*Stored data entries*
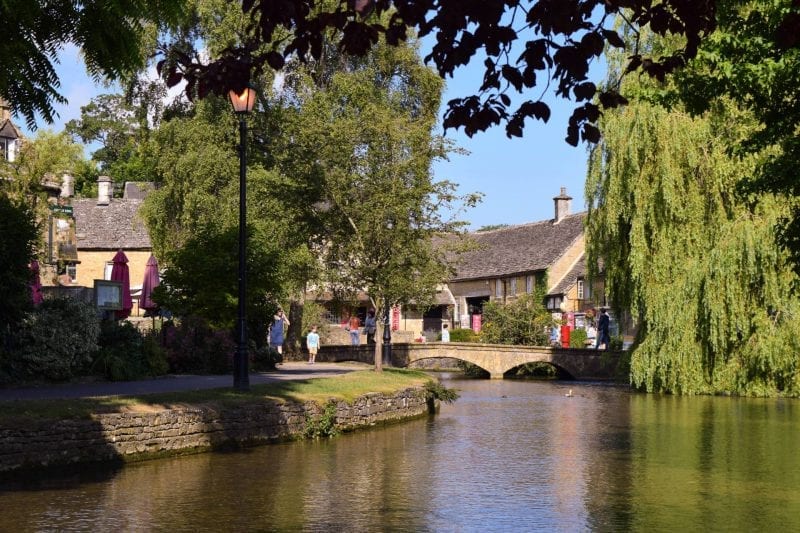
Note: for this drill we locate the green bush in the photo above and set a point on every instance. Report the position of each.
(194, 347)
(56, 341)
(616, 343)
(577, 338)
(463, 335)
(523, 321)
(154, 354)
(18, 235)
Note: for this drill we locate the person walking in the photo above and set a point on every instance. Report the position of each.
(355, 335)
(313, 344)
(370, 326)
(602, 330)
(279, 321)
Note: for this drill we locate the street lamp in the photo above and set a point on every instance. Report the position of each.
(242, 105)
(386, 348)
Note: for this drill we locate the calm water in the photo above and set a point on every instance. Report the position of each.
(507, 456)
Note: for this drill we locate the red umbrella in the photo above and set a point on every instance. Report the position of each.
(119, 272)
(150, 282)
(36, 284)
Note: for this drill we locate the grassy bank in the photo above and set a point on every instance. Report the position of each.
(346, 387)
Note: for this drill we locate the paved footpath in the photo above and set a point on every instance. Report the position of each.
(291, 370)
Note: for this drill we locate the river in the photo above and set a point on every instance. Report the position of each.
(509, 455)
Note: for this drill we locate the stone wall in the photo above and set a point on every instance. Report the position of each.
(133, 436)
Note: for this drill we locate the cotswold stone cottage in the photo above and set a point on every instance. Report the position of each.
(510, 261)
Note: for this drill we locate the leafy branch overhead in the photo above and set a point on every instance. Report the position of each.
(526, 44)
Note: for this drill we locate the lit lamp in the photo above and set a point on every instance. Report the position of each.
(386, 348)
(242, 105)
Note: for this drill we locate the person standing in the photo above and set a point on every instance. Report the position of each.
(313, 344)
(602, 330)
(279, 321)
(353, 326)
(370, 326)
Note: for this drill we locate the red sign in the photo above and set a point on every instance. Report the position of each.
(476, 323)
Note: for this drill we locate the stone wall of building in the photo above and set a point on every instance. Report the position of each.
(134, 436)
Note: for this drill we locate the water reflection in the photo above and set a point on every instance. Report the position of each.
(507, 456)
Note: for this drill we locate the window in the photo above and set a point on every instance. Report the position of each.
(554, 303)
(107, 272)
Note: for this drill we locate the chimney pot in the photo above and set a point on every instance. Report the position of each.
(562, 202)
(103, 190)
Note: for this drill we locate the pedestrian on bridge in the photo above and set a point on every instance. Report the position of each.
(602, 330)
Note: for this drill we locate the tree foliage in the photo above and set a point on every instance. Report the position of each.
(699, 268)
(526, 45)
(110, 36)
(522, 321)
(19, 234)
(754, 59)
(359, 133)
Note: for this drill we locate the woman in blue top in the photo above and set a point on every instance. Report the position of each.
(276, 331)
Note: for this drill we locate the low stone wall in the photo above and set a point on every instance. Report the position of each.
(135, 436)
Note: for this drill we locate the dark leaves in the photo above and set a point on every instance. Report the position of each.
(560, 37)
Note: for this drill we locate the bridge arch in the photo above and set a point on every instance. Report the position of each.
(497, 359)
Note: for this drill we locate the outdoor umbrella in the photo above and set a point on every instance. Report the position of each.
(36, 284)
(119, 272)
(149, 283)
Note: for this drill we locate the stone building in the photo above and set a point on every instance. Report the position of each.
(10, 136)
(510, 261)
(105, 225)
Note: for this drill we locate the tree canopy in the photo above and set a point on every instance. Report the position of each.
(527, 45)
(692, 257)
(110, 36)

*What the task asks*
Drop the pictures; repeat each entry above exactly.

*Answer area*
Note: for this drill we locate the green bush in the photo above and set a point on every instance. Report the position of each.
(194, 347)
(56, 341)
(616, 343)
(577, 338)
(463, 335)
(523, 321)
(154, 354)
(18, 235)
Note: for this drill we locate the person walking in the photo above and set a point on every instance. Report the position of each.
(355, 335)
(313, 344)
(370, 326)
(602, 330)
(279, 321)
Note: for this drill we locate the street lamp in the photo above and set a point on every instance. Report the position of each.
(242, 105)
(386, 348)
Note: for this drill we locate the calm water in the photo above and set a point on every instance. Report the position of each.
(507, 456)
Note: for this drill we locate the red umbrella in the photo above and set a point on every instance. Report the position of each.
(119, 272)
(150, 282)
(36, 284)
Note: for this drill we locate the grassy bank in the photo above and set a point on every instance. Report the position of each.
(346, 387)
Note: for this drill we locate the paved footpath in the photo above and set a point on every instance. Report the position of each.
(291, 370)
Note: for this drill we locate the river in the photo above and set a point on every instance. Report the position of each.
(509, 455)
Note: for this drill we locate the stone wall in the photo above and set a point on every instance. Report the position of each.
(133, 436)
Note: for this drill we locate the cotswold stone cottage in the photo above and set a point on every instance. Report the position of each.
(510, 261)
Note: for this drill we locate the leafy branch overhead in the photo above and set a point on every instance. Report the position of each.
(526, 44)
Note: for this drill we locate the lit lamp in the photo above and set a point on every instance. Report the position of each.
(386, 348)
(242, 105)
Note: for this drill we locate the person standing in the photo above and set a point on every instance. Report the position of each.
(313, 344)
(602, 330)
(279, 321)
(353, 326)
(370, 326)
Note: for this drill we locate the red sign in the photo above and set a point on every instance. Report the position of each.
(476, 323)
Note: for this drill we locate the stone wall of building in the photo above and set a point on every instance. Report the position of each.
(134, 436)
Note: for this drill we locate the water reflection in the photo above and set a point on every instance. Report the position of each.
(507, 456)
Note: for this drill we locate the window in the photo above and set a point on every instance. Report the position of each.
(554, 303)
(107, 272)
Note: for this drill we locate the chimney pot in the photo above and set a point on every instance. Report the position of each.
(562, 202)
(103, 190)
Note: for this drill we locate the pedestrian on bridge in the photo above and set a point on every instance. Report the position of each.
(602, 330)
Note: for this drill we locate the tree foliage in the photo above and set a point on every instance. Report the position of each.
(699, 268)
(526, 45)
(110, 36)
(522, 321)
(19, 234)
(754, 59)
(359, 133)
Note: for this drill we locate the woman in blue top in the photo above and set a point on every instance. Report the position of each.
(276, 331)
Note: for this drill we locate the low stone wall in the photo above and set a point on every instance. Report the position of each.
(135, 436)
Note: for this drill we locate the dark leaves in the photo above and set a point on every instance. Report the position of each.
(560, 37)
Note: for this drill we locate the bridge arch in the photo above and set a point on every instance. Report the position of each.
(497, 359)
Note: for this drill we locate the outdoor umbrella in the photo above and set a point on every instance. Report the position of each.
(36, 284)
(119, 272)
(149, 283)
Note: for this drill we locate the stone building in the photo above and set a point on every instance. Report the position of each.
(10, 136)
(510, 261)
(105, 225)
Note: for this drill we locate the tree canopy in the photo above and set a point on every instance. Report the position of each.
(527, 45)
(692, 257)
(110, 36)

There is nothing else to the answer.